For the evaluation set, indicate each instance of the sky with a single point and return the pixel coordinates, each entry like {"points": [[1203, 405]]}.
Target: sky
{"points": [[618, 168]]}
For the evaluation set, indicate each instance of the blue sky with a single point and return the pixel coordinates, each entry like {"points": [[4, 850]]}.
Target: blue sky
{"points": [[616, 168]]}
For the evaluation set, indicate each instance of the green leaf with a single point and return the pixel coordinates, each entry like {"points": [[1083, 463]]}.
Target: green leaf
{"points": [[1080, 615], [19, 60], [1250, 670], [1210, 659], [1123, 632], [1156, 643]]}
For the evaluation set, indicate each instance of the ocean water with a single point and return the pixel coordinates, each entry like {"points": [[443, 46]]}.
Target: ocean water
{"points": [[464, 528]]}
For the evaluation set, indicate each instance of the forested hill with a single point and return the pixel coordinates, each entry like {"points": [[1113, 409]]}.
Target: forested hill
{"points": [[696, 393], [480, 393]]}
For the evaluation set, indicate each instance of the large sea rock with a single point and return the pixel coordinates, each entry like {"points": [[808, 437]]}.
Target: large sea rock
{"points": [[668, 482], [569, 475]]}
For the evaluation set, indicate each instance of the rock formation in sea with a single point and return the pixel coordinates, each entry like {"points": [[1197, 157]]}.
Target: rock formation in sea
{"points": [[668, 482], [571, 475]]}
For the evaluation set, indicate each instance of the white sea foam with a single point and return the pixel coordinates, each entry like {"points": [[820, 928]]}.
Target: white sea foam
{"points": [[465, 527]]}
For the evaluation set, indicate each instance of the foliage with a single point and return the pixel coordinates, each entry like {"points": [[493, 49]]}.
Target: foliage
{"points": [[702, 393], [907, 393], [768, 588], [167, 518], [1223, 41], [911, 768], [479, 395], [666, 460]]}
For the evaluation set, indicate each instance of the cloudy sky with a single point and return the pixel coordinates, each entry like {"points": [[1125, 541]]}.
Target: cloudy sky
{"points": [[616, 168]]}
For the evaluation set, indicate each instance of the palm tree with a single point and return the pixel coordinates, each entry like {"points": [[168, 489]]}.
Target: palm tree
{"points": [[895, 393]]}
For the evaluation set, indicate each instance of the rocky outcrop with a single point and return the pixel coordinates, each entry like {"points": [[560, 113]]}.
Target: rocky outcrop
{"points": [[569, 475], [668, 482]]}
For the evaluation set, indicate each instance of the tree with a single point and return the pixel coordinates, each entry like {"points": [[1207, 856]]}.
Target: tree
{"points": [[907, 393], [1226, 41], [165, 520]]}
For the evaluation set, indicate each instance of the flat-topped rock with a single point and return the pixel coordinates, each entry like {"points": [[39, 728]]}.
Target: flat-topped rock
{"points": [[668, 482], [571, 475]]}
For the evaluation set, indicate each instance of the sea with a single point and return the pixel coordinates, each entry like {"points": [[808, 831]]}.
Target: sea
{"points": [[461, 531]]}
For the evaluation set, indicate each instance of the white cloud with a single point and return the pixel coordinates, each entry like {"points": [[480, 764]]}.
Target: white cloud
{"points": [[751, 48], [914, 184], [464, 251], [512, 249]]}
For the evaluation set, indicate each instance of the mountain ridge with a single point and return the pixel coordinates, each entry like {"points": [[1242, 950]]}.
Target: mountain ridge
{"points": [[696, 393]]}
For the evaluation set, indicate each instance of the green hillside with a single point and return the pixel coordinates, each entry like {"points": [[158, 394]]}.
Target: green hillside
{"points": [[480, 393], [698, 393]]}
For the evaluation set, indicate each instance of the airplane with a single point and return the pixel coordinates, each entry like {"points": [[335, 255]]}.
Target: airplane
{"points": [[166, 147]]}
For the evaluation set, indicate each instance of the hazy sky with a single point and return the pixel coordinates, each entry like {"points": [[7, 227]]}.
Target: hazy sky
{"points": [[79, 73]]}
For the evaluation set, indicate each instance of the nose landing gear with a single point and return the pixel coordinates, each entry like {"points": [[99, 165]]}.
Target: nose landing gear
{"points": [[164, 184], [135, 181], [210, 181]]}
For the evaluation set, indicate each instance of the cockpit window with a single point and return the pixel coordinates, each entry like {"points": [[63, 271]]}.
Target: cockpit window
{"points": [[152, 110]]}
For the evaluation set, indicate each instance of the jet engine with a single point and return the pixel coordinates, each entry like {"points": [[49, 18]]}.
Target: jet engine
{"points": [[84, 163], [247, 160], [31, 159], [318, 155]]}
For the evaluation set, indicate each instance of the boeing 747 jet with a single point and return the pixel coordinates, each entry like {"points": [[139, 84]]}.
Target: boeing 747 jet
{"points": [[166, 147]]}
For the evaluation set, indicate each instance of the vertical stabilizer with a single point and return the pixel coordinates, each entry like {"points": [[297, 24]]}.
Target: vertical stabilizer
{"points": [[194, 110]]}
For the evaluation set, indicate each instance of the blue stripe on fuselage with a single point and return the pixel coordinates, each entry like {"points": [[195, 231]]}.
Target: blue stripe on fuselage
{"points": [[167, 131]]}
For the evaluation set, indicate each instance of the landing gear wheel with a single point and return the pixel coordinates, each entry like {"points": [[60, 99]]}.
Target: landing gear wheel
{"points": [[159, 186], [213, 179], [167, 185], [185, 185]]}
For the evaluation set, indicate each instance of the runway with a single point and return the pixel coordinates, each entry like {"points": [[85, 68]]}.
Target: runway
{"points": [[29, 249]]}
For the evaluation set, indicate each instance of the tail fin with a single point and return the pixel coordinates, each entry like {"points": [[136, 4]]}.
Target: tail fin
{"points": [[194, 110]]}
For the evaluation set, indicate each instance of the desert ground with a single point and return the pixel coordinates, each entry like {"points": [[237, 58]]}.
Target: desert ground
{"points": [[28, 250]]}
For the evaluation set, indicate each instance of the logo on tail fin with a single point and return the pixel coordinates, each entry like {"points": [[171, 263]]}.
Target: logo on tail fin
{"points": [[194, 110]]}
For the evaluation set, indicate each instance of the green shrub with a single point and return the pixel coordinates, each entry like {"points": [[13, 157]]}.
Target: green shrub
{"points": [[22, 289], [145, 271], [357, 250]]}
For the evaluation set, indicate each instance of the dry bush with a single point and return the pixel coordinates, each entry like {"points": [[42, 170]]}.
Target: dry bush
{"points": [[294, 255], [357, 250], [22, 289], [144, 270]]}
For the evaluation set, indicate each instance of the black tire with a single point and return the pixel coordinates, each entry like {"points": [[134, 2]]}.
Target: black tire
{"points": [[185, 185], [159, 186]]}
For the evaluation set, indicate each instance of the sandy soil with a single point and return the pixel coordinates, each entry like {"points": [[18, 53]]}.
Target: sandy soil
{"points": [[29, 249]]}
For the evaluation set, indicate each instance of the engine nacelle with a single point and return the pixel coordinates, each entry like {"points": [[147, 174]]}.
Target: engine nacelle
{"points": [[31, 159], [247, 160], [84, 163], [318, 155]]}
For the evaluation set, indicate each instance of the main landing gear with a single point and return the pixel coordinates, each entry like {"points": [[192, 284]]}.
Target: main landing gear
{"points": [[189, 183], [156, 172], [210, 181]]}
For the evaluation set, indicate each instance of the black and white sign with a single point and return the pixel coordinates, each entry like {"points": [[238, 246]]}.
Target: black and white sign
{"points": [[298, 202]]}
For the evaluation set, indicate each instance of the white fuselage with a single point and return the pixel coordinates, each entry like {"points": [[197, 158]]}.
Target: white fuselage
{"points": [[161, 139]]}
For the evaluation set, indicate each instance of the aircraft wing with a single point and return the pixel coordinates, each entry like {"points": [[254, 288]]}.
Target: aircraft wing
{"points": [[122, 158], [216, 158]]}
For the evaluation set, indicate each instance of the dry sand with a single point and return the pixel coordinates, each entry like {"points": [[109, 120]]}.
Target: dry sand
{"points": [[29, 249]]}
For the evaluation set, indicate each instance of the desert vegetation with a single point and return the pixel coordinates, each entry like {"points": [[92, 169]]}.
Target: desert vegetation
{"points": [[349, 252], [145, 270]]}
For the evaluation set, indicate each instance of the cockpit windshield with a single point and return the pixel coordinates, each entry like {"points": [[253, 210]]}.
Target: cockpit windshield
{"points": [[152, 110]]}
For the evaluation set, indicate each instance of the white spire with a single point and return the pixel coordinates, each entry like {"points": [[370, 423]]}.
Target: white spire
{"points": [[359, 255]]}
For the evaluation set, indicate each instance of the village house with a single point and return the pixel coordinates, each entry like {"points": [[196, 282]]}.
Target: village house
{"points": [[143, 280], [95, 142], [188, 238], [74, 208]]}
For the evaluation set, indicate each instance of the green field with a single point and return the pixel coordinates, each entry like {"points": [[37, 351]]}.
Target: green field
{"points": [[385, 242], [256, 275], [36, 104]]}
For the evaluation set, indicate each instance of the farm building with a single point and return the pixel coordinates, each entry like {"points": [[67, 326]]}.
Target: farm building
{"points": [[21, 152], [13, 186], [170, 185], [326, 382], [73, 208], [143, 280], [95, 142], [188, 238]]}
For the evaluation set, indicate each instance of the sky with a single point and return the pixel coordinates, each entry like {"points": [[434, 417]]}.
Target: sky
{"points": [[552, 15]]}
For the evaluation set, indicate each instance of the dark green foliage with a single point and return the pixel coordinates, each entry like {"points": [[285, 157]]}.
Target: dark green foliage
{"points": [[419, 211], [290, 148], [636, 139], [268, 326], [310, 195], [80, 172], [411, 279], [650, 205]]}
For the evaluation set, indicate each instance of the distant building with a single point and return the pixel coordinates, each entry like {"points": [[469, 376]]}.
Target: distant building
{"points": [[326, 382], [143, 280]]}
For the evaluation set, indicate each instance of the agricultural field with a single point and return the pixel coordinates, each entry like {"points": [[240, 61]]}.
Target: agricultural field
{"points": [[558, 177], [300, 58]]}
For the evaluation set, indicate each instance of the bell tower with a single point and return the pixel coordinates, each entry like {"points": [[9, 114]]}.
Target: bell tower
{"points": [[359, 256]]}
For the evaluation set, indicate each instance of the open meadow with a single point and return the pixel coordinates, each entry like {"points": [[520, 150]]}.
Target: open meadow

Exercise: Copy out everything from the line containing "of the agricultural" down to the end of the material, unchanged.

Finished exercise:
For the evaluation set, indicate each instance of the agricultural field with a single point and return the pixel coordinates, each entry like {"points": [[240, 61]]}.
Target: agricultural field
{"points": [[558, 177], [300, 58]]}
For the evaluation set, indicate each instance of the bell tower with a single point and return the pixel coordinates, each entry like {"points": [[9, 114]]}.
Target: bell tower
{"points": [[359, 256]]}
For the evaluation set, indicate each instance of the open meadow with a single point and return the pixel coordinates, each entry like {"points": [[520, 150]]}.
Target: open meadow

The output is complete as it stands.